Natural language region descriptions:

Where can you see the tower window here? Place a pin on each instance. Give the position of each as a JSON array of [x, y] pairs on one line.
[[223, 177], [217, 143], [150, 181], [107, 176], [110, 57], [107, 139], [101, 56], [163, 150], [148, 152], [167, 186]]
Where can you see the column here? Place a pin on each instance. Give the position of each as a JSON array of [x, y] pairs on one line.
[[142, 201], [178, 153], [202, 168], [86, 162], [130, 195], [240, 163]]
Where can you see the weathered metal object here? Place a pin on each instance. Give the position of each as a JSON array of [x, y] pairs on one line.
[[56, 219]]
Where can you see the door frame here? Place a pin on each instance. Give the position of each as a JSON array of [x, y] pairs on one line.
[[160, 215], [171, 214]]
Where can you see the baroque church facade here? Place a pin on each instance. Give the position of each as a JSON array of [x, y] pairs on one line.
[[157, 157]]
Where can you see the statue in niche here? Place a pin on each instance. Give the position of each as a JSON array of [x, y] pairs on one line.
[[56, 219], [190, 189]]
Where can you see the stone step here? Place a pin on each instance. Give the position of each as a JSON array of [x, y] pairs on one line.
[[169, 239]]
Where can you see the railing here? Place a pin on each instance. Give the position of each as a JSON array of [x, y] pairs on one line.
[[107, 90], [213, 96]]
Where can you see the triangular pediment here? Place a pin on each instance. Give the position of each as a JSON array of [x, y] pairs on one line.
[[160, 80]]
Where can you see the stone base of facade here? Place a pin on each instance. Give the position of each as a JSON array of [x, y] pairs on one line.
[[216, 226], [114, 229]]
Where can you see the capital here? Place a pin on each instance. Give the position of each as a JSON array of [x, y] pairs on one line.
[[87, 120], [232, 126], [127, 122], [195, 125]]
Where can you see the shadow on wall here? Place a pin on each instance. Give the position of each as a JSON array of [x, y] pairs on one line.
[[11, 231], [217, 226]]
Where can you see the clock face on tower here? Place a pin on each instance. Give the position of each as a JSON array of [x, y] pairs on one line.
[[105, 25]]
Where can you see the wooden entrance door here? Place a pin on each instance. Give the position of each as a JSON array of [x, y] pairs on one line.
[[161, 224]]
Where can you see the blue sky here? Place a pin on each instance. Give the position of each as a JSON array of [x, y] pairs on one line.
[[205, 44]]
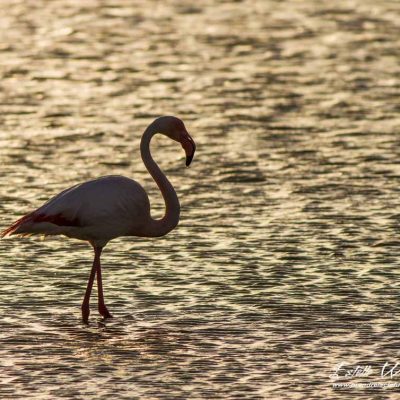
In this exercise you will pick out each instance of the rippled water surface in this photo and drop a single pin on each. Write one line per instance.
(285, 262)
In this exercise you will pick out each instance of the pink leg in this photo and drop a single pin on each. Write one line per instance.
(102, 307)
(85, 303)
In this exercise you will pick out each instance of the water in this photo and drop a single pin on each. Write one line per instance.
(285, 262)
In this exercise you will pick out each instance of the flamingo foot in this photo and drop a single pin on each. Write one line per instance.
(104, 312)
(85, 313)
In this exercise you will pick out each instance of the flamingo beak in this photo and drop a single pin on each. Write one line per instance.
(189, 146)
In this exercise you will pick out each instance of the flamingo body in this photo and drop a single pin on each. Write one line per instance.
(109, 207)
(96, 211)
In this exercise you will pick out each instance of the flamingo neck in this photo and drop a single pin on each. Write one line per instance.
(170, 219)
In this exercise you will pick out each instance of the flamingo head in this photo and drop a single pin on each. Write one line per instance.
(175, 129)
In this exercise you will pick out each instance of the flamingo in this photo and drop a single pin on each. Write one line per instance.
(108, 207)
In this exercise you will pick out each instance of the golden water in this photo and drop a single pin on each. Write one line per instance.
(285, 262)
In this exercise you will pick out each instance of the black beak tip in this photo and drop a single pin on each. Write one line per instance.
(189, 160)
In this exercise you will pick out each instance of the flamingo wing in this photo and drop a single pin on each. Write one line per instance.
(103, 208)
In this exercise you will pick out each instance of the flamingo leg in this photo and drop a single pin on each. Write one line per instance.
(102, 307)
(85, 303)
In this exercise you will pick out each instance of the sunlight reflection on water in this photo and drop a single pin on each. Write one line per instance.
(284, 262)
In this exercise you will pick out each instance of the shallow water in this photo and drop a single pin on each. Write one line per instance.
(285, 262)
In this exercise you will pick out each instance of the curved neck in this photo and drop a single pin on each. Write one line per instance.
(170, 220)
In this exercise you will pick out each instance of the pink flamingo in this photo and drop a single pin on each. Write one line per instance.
(103, 209)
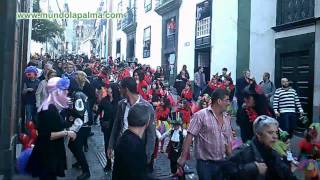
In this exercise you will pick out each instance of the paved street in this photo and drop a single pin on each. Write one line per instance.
(96, 159)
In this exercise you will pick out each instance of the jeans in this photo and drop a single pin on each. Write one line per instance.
(288, 122)
(106, 137)
(209, 170)
(76, 147)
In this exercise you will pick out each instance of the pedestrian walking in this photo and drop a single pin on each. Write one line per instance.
(48, 158)
(255, 104)
(211, 130)
(268, 87)
(42, 92)
(240, 85)
(285, 104)
(128, 90)
(130, 153)
(199, 83)
(108, 107)
(258, 160)
(30, 86)
(78, 115)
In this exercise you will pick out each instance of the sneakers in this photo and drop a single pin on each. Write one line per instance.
(84, 176)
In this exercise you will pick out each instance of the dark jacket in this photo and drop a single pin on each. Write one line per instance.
(241, 164)
(240, 85)
(149, 135)
(48, 156)
(30, 97)
(129, 158)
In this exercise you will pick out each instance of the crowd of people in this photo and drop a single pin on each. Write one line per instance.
(142, 115)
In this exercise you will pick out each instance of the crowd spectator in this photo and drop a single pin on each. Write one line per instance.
(258, 160)
(241, 83)
(255, 104)
(130, 153)
(128, 89)
(285, 103)
(211, 130)
(268, 87)
(199, 82)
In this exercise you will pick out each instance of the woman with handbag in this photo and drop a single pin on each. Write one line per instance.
(107, 110)
(48, 158)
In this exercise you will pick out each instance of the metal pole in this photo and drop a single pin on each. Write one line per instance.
(29, 33)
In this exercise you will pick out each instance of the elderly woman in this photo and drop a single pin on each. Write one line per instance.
(255, 105)
(258, 160)
(42, 92)
(48, 158)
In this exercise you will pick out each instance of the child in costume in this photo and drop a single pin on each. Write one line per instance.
(187, 93)
(30, 86)
(162, 115)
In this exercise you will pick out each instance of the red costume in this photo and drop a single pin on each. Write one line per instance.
(187, 94)
(186, 114)
(142, 89)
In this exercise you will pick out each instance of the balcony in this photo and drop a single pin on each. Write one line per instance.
(165, 6)
(294, 13)
(129, 23)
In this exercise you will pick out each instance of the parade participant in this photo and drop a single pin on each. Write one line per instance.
(159, 75)
(70, 74)
(187, 93)
(148, 77)
(240, 85)
(213, 84)
(181, 80)
(185, 111)
(268, 87)
(203, 102)
(48, 158)
(255, 105)
(142, 85)
(42, 92)
(199, 82)
(211, 129)
(130, 153)
(285, 104)
(228, 85)
(258, 160)
(162, 114)
(78, 117)
(108, 108)
(128, 89)
(224, 74)
(30, 86)
(176, 136)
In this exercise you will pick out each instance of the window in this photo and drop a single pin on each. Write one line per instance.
(118, 48)
(146, 42)
(147, 5)
(171, 33)
(203, 27)
(119, 11)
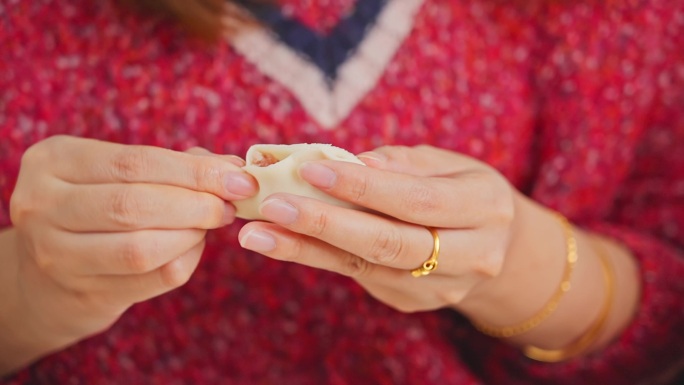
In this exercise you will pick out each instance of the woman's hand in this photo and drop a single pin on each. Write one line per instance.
(470, 204)
(101, 226)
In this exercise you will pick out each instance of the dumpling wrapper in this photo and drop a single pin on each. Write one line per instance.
(275, 166)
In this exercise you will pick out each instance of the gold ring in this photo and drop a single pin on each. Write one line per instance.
(431, 264)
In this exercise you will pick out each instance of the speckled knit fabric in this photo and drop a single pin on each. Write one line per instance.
(579, 103)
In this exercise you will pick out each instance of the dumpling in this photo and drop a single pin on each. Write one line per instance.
(275, 166)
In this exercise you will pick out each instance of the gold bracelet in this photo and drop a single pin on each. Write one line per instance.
(552, 304)
(592, 334)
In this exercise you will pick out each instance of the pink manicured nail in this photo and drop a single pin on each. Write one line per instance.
(372, 159)
(240, 184)
(318, 175)
(279, 211)
(258, 241)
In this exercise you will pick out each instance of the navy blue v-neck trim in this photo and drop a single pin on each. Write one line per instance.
(329, 51)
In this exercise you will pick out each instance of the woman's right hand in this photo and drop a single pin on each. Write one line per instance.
(100, 226)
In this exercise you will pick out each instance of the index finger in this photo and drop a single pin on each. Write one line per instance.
(89, 161)
(465, 200)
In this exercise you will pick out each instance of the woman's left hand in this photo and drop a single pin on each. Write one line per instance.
(404, 189)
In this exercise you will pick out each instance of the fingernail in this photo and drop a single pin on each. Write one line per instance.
(279, 211)
(228, 213)
(372, 158)
(236, 160)
(318, 175)
(240, 184)
(258, 241)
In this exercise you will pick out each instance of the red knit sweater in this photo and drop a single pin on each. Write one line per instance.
(579, 103)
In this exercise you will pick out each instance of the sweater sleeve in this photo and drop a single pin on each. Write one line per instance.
(627, 183)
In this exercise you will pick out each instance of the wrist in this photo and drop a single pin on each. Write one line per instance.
(526, 303)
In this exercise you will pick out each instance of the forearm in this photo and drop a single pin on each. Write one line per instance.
(532, 273)
(20, 340)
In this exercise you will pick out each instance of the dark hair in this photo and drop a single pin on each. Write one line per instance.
(205, 19)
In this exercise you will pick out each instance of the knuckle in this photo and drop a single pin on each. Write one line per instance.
(355, 266)
(386, 248)
(131, 163)
(395, 152)
(206, 174)
(490, 265)
(359, 187)
(319, 224)
(212, 210)
(21, 208)
(451, 297)
(407, 307)
(294, 252)
(124, 208)
(135, 257)
(420, 199)
(174, 274)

WHAT THE TASK REQUIRES:
Copy each line exactly, beginning at the one with "the red knit" and stopping after the last line of the entries. Include nothing else.

ANSWER BOX:
In this exercise you will pick out each instance of the red knit sweater in this photo and drop a single pin on each. Write one line per instance.
(579, 103)
In this exercise you will pick out each instance of the sweater sleeve in this photo and drop a single pin on each. Write one line per instance.
(627, 183)
In this exercise you will pick out each instance of the wrist in this photo and drop a single pin on each. Write one line per instance.
(526, 303)
In this exercise you will pick out each instance of the forearm in this photo and drop a single pin on each. Write one line per instance.
(532, 273)
(20, 340)
In this exercise you will pick out each instance of the dark hair in this photo and drop a single pin on each. Write one line per instance.
(205, 19)
In this exercise you will pick out each instance of the knuckle in this photo and drop a single pin on each. Write one line per instance.
(355, 266)
(386, 248)
(131, 163)
(395, 152)
(206, 174)
(490, 265)
(359, 187)
(319, 224)
(212, 210)
(21, 208)
(451, 297)
(407, 307)
(294, 252)
(124, 208)
(135, 257)
(420, 199)
(174, 274)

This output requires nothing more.